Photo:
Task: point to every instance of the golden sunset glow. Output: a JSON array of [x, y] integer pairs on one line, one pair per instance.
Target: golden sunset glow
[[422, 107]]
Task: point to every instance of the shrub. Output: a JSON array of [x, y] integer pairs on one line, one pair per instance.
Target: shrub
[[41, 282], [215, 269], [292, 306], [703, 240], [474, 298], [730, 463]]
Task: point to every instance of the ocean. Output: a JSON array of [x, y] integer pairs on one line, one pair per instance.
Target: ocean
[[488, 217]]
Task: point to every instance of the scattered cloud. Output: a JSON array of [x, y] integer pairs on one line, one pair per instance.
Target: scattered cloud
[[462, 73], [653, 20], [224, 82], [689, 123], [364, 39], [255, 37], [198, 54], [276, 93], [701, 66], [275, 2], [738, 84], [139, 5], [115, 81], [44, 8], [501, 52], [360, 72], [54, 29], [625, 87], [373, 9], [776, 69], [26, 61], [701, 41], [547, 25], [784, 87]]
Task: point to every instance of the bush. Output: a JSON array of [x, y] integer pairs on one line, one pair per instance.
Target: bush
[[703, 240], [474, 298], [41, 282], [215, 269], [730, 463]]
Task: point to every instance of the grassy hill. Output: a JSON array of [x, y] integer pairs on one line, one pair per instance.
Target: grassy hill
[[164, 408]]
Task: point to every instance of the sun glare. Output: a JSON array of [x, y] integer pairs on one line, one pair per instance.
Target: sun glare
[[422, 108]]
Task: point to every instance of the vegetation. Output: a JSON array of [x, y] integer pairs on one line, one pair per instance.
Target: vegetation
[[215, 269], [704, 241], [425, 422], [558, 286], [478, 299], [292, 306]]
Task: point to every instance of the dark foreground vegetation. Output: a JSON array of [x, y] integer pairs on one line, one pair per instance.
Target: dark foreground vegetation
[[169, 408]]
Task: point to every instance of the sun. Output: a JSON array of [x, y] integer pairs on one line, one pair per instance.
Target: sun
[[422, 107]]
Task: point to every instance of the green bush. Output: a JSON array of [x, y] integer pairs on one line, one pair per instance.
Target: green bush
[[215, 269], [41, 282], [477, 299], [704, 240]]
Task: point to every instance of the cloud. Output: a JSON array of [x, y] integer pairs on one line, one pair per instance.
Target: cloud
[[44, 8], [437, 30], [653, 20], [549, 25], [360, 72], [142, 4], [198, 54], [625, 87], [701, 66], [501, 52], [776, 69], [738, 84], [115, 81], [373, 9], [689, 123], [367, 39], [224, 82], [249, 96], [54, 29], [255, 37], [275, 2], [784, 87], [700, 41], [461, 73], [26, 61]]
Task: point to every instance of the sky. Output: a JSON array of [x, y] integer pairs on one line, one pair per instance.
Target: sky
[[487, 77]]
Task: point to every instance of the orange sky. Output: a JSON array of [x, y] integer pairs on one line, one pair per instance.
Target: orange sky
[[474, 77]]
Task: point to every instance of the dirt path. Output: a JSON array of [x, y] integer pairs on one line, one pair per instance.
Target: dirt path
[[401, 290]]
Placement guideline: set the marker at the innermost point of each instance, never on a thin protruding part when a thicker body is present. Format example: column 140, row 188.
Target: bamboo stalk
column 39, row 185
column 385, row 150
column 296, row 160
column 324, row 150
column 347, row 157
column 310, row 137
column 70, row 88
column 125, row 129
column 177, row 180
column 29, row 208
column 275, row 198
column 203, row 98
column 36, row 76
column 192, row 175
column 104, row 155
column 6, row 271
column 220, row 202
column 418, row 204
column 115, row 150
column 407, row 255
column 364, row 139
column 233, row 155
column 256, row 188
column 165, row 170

| To do |
Produce an exact copy of every entry above.

| Output |
Photo:
Task: point to every instance of the golden sunset glow. Output: a JSON array of [x, y] integer pairs on one line, one pair per instance.
Target: golden sunset glow
[[422, 107]]
Task: point to every instance of the shrub. Output: a JSON array of [x, y] integer pairs on one line, one pair per instance.
Target: shrub
[[41, 282], [215, 269], [292, 306], [703, 240], [474, 298], [730, 463]]
Task: point to every instance of the ocean. Output: a JSON array of [x, y] integer pairs on one line, one pair per instance.
Target: ocean
[[488, 217]]
Task: point to every instance of the scattered cloud. Output: a JSON array of [x, y] integer pairs on one line, one pair per instance.
Target: scattered cloud
[[462, 73], [653, 20], [224, 82], [689, 123], [364, 39], [255, 37], [198, 54], [276, 93], [701, 66], [275, 2], [738, 84], [139, 5], [115, 81], [44, 8], [501, 52], [360, 72], [54, 29], [625, 87], [373, 9], [776, 69], [26, 61], [701, 41], [547, 25], [784, 87]]
Task: point to every instance of the bush. Output: a JSON array of [x, y] integer pairs on one line, one pair per instance.
Target: bush
[[703, 240], [474, 298], [41, 282], [215, 269], [730, 463]]
Task: point to every instance of the grassy hill. Output: a JSON array of [x, y] integer pairs on one line, one pair per instance.
Target: grassy hill
[[164, 408]]
Task: point to every instance of the sun glare. Output: a JSON array of [x, y] integer pairs on one line, one pair per instance.
Target: sun glare
[[422, 108]]
Task: point to every instance of the vegetation. Output: a JSON array of [x, y] integer pairs on one line, one pair per instance.
Target: vegetation
[[215, 269], [704, 241], [425, 422], [558, 286], [478, 299], [292, 306]]
Task: point to every instance of the dark foreground vegetation. Output: a JSON array of [x, y] integer pairs on one line, one pair per instance.
Target: dark foreground vegetation
[[169, 408]]
Task: point to every instance of the sun. Output: a JSON array of [x, y] integer pairs on one line, one pair per instance.
Target: sun
[[422, 107]]
Task: point to every instance of the green bush. Output: a JSON array of [x, y] integer pairs on one line, one pair per instance.
Target: green bush
[[215, 269], [41, 282], [477, 299], [704, 240]]
Task: point to every instance of the cloud. Output: a JSON array of [x, y] integer pairs on one line, one pair per instance.
Target: cloud
[[44, 8], [437, 30], [653, 20], [549, 25], [360, 72], [142, 4], [198, 54], [625, 87], [701, 66], [501, 52], [776, 69], [738, 84], [115, 81], [373, 9], [689, 123], [367, 39], [224, 82], [249, 96], [54, 29], [255, 37], [275, 2], [784, 87], [700, 41], [461, 73], [26, 61]]
Task: point to every instance of the sky. Output: a JSON array of [x, y] integer pairs on one line, one pair per instance.
Target: sky
[[487, 77]]
Task: point to every instance of the orange sky. Output: a JSON array of [x, y] integer pairs on one line, one pair per instance.
Target: orange sky
[[474, 77]]
Task: point to every instance of the dirt path. Output: a JSON array of [x, y] integer pairs on one line, one pair per instance.
Target: dirt path
[[401, 290]]
Placement guideline: set the marker at the innermost point of each instance, never on a thin protruding part when a thicker body is present. Format example: column 140, row 188.
Target: bamboo stalk
column 39, row 185
column 385, row 150
column 296, row 160
column 324, row 150
column 347, row 157
column 310, row 137
column 70, row 88
column 125, row 129
column 177, row 180
column 29, row 208
column 275, row 198
column 203, row 98
column 36, row 76
column 192, row 175
column 104, row 155
column 6, row 271
column 220, row 202
column 418, row 204
column 115, row 150
column 407, row 255
column 364, row 139
column 233, row 155
column 256, row 188
column 165, row 170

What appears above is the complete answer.